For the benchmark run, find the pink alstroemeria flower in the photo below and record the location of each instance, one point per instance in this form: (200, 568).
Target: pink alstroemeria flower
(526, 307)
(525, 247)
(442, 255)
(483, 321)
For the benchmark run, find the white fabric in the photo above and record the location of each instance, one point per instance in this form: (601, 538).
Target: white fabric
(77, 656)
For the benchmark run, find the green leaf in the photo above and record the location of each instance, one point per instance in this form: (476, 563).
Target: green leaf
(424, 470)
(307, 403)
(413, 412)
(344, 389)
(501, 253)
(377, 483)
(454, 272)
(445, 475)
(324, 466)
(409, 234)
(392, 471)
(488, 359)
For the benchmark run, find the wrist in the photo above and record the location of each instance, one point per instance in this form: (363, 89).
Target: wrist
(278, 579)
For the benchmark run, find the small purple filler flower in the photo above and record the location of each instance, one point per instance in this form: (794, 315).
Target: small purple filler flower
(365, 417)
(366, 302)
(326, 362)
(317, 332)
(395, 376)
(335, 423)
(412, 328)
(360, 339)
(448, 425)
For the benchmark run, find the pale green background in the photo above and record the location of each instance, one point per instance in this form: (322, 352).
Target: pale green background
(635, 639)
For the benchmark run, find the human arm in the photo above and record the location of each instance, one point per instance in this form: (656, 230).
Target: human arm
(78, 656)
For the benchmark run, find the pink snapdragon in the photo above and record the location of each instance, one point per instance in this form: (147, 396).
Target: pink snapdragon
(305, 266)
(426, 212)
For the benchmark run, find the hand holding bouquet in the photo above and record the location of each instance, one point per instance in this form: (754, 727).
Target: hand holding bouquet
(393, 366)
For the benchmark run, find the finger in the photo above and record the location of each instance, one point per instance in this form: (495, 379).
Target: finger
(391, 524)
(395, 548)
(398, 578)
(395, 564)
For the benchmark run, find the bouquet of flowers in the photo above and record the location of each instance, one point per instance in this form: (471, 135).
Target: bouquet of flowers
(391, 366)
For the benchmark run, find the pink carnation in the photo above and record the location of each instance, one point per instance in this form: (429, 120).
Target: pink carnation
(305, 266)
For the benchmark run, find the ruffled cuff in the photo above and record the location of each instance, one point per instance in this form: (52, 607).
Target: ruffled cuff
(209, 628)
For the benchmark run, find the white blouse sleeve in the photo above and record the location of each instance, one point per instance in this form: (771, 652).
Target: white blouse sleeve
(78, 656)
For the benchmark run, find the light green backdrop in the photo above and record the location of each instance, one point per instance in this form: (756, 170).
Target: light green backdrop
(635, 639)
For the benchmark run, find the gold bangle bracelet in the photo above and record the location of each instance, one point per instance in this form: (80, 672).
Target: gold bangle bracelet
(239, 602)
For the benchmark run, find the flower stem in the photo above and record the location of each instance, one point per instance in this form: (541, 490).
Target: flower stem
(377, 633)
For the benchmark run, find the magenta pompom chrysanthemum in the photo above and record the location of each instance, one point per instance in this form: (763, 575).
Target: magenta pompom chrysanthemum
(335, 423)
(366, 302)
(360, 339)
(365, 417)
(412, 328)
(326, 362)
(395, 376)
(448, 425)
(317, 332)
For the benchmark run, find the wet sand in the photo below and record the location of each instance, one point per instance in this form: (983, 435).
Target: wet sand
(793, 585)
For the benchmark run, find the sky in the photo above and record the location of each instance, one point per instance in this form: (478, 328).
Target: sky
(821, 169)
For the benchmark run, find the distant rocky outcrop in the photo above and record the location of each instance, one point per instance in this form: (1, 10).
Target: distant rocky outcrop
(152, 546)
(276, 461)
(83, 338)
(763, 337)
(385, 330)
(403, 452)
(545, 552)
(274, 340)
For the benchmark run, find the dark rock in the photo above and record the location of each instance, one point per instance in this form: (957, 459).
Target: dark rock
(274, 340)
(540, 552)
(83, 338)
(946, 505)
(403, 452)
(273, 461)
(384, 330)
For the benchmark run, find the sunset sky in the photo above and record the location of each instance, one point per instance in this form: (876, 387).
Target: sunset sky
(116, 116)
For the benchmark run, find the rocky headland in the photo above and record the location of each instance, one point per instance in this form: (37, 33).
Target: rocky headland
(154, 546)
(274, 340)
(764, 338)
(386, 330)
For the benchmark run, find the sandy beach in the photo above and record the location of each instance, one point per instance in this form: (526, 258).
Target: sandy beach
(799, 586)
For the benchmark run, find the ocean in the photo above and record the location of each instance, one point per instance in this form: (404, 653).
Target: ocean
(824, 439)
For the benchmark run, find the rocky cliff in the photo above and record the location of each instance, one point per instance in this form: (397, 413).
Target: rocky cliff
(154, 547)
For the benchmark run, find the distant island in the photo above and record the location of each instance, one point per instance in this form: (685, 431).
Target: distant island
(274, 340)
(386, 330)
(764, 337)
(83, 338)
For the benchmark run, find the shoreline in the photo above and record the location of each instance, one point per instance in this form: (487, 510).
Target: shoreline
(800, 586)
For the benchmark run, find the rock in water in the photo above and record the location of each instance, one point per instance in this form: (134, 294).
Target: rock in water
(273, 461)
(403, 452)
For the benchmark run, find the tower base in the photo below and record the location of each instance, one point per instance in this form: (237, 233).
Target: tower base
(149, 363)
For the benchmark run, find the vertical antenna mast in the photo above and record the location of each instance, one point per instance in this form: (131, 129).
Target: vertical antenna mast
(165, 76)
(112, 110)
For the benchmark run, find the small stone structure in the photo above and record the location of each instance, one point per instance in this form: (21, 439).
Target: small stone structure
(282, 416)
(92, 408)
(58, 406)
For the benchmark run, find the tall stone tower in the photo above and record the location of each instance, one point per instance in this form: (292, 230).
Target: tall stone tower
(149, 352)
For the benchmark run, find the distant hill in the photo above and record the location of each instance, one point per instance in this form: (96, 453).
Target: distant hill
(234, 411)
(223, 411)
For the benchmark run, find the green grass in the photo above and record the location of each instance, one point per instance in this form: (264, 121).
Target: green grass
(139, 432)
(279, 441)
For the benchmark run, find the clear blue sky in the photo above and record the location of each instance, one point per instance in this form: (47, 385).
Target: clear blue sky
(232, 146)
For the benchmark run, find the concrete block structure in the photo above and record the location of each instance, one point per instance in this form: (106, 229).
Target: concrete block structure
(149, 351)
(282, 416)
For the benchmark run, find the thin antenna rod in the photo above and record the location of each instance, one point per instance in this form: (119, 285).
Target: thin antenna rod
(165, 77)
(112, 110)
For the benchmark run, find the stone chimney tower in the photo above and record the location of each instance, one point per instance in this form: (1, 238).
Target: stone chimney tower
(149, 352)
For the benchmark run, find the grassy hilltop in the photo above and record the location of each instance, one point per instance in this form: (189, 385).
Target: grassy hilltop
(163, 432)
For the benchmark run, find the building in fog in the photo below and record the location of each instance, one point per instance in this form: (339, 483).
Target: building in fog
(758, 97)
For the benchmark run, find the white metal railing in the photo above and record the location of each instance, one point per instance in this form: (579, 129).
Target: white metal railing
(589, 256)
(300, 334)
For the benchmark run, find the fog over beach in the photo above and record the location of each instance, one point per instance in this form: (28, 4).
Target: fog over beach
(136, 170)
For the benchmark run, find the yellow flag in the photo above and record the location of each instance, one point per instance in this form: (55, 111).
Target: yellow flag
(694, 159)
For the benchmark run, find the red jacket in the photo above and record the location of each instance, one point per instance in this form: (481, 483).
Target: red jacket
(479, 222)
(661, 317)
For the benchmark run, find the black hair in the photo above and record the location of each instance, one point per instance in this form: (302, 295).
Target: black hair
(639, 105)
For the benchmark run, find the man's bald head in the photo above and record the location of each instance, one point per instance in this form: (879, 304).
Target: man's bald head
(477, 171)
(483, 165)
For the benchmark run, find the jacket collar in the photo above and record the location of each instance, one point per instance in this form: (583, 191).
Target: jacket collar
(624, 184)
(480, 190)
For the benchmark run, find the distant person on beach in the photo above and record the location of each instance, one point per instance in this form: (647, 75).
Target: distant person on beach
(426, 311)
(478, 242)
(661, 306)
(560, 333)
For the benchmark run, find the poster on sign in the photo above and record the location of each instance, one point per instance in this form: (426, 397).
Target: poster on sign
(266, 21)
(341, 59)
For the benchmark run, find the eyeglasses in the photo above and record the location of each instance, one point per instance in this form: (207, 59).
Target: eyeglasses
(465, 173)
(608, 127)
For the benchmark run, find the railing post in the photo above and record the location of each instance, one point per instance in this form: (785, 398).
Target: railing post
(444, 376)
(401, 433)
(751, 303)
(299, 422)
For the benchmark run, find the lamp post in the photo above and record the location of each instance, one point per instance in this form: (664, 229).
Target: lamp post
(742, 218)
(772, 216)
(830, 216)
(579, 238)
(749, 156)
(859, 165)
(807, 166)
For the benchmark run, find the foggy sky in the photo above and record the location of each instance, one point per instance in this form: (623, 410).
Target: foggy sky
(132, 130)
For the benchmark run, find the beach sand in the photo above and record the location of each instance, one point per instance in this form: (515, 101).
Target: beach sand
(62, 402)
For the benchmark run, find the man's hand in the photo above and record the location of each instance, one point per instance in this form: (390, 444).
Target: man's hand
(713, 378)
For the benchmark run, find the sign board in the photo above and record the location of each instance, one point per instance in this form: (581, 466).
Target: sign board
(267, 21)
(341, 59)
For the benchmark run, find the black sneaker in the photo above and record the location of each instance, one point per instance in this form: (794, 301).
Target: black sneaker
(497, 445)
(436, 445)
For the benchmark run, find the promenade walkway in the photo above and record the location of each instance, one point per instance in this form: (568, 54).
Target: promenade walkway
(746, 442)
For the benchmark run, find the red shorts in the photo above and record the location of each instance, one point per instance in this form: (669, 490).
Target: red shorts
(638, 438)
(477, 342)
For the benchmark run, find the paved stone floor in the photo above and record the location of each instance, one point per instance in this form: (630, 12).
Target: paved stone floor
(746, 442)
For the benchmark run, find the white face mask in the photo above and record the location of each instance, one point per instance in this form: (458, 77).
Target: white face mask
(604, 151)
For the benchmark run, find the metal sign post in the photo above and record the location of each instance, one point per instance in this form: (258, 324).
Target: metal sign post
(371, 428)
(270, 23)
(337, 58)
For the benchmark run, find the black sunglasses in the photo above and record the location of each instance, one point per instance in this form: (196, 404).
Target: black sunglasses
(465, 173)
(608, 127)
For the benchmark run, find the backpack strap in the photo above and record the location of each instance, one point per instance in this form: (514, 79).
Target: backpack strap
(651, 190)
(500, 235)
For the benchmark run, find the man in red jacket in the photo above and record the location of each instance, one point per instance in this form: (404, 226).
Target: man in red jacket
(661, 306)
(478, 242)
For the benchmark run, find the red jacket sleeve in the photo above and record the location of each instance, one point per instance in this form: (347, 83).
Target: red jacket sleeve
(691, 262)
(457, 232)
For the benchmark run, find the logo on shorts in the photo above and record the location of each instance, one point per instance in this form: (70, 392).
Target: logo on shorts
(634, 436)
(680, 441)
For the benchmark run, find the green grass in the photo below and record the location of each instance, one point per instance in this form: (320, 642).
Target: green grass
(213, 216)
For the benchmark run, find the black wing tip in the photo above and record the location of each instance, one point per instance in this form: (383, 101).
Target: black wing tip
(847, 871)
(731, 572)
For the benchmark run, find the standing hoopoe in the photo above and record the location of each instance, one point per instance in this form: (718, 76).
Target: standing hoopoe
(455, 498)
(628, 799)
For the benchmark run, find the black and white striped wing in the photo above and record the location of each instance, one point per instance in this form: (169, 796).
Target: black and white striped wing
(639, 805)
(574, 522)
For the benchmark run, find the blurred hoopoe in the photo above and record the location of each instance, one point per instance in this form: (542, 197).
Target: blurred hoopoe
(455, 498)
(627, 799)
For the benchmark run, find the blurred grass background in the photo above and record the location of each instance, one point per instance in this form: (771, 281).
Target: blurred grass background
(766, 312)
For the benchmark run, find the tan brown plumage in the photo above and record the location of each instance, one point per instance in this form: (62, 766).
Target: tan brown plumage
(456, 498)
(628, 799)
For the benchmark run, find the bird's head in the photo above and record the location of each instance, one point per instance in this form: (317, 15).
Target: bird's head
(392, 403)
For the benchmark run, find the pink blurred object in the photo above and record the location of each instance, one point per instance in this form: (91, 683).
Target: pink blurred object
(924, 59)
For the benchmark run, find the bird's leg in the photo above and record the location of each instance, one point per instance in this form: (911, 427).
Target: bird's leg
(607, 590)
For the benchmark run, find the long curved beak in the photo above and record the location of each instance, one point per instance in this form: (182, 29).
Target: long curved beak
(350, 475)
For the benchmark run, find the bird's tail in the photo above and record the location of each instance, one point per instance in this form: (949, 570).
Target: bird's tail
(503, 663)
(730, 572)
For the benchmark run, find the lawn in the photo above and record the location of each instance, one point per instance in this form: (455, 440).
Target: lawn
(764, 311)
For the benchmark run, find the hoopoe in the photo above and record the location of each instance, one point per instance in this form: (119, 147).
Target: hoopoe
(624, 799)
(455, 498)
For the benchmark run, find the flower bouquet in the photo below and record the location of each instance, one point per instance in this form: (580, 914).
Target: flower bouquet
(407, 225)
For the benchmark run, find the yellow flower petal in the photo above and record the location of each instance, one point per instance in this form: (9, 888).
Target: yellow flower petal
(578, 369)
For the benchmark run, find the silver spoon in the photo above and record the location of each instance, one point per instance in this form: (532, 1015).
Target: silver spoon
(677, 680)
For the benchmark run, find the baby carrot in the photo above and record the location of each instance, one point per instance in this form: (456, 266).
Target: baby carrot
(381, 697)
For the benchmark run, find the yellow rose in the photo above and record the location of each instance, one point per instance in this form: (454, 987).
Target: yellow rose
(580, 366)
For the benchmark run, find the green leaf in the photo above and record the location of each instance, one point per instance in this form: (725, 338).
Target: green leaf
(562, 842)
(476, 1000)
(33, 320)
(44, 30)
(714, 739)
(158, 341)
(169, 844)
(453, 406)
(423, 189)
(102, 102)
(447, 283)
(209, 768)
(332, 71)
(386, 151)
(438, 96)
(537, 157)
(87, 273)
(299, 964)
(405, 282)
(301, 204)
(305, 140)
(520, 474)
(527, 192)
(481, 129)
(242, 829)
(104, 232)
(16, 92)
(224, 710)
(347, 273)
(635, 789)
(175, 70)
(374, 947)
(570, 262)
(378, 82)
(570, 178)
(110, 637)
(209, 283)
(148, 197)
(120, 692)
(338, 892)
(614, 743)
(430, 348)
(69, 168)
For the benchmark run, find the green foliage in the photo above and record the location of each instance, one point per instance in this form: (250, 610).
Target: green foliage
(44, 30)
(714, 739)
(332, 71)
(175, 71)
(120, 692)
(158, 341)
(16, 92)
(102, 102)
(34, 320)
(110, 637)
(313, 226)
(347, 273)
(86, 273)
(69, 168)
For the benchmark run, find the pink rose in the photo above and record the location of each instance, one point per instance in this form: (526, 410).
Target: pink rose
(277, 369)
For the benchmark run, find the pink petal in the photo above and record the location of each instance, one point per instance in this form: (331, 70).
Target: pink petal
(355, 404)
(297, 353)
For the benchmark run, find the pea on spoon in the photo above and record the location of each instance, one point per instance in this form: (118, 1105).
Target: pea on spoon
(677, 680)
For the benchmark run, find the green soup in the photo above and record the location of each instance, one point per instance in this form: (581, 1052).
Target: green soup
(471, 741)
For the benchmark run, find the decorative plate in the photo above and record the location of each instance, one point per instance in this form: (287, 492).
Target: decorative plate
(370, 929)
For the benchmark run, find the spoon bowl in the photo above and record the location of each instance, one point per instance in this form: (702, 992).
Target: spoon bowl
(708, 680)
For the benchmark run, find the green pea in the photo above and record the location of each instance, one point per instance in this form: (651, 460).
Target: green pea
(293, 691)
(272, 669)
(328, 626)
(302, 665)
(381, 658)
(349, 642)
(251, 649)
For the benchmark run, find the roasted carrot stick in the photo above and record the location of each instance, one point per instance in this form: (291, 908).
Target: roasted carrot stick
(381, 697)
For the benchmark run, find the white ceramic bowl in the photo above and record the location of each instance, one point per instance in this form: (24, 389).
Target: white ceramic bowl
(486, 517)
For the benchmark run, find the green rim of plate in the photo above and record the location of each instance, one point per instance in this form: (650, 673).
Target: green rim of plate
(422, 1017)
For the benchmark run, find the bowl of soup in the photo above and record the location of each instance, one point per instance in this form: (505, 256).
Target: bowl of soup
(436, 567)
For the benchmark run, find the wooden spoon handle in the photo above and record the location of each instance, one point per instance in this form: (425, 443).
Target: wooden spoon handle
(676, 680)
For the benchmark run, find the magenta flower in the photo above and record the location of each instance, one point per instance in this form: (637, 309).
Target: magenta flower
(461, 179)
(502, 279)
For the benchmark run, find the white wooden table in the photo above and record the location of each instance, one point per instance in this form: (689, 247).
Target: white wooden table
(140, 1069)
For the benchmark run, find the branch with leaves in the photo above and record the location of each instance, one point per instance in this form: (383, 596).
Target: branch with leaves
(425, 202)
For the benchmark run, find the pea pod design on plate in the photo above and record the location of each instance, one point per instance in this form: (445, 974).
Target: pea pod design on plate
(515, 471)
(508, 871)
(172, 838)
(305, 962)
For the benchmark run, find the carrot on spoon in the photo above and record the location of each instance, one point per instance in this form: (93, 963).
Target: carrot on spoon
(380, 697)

* **Request**: Return only the lines running from the line with "For the benchmark run, find the bowl" to the last line of the records, both included, exactly as written.

* **Final result**:
For the benchmark run, find the bowl of soup in the photo above and record the location of each instance, one point per instance in this form: (505, 256).
Target: bowl of soup
(436, 567)
For the benchmark run, find the wooden spoon handle in the photo above and record the location of each instance, one point per instance in this form: (425, 443).
Target: wooden spoon handle
(676, 680)
For the benchmark run, find the magenta flower in the photo above and record the location of each instance, one point per instance in this form: (637, 309).
Target: magenta flower
(461, 179)
(502, 279)
For the benchmark run, find the white wooden table in the photo above and record the location of each instance, one point per instance in this form: (689, 247).
Target: white wooden table
(140, 1069)
For the benchmark run, find the branch with leaves in the photo above and record the location of each instance, one point per instance in this form: (383, 596).
Target: branch with leaves
(425, 202)
For the benchmark run, find the pea pod design on plate in the photo above and record the location of each instance, one point per instance in this form: (445, 974).
Target: pea pod design on plate
(515, 471)
(508, 871)
(172, 838)
(305, 962)
For the benchmark run, find the carrot on spoon in the photo above and record the location of each instance, one point per instance in this form: (93, 963).
Target: carrot on spoon
(380, 697)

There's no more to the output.